■ Request 1 ■
In the passage on female salsa singers, who formed Septeto Anacaona, and in what year?
■ Request 2 ■
For each statement, say whether the passage on female salsa singers agrees with it. Answer yes or no and quote the deciding words. (a) Gloria Estefan is described as a sonera. (b) Puerto Rico has recently produced a major female lead singer. (c) Septeto Anacaona still exists today.
■ Request 3 ■
Continue the passage on female salsa singers with a few sentences that pick up after its final sentence.

■ Document extract ■
● ● ● ●

The only other U.S.-based female salsa artists
who come close to Cruz's fame are Albita
and Gloria Estefan. But Estefan is more
of a pop singer, certainly not a sonera,
as salsa's improvisational singers are known.
And Albita, though talented, never found
a wide audience. |
Even Puerto
Rico, an island hotbed of salsa, has not produced
a female lead singer of any major significance
in recent memory. That leaves only one place left
to look - back to Cruz's native Cuba. As usual,
Cuba is an anomaly. In recent years, it produced
several excellent female performers, some of who
not only sing but arrange, compose and play instruments.
The problem is they're known only to the most
die-hard Cubanophiles who travel to Cuba or track
down their hard-to-find records through European
outlets. Cuba has had a tradition of women in
salsa, starting with the first all-female salsa
band, Septeto Anacaona. Formed by seven sisters
in 1932, the band continues to this day, infused
with new members and new musical styles.

● ● ● ●

■ Provided data ■
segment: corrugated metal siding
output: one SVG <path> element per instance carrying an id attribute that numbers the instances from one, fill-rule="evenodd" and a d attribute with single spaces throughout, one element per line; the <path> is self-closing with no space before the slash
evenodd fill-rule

● ● ● ●

■ Expected answer 1 ■
Seven sisters formed it in 1932.

■ Expected answer 2 ■
(a) No: "Estefan is more of a pop singer, certainly not a sonera"
(b) No: "has not produced a female lead singer of any major significance in recent memory"
(c) Yes: "the band continues to this day"

■ Expected answer 3 ■
Among recent Anacaona alumni is Lucrecia, a pianist
and songwriter who moved to Barcelona about 10
years ago and launched a solo career. She is perhaps
the most polished of the new singers, with a silky,
jazz-influenced style and a fashionable look,
her hair in multicolored braids. In Spain, Lucrecia
has made several wonderful, well-produced solo
albums and collaborations, including one with
percussionist Patato and Paquito D'Rivera titled
"Tres Generaciones."
"It
wasn't easy in Cuba either, because this
whole pop music thing is more masculine,"
says the singer by phone from her home in
Barcelona. "But after [the revived] Anacaona
came out, a bunch of women groups appeared.
It was amazing." (Among the female bands
that have cropped up in Cuba recently are
Son Damas and Las Cecilias.)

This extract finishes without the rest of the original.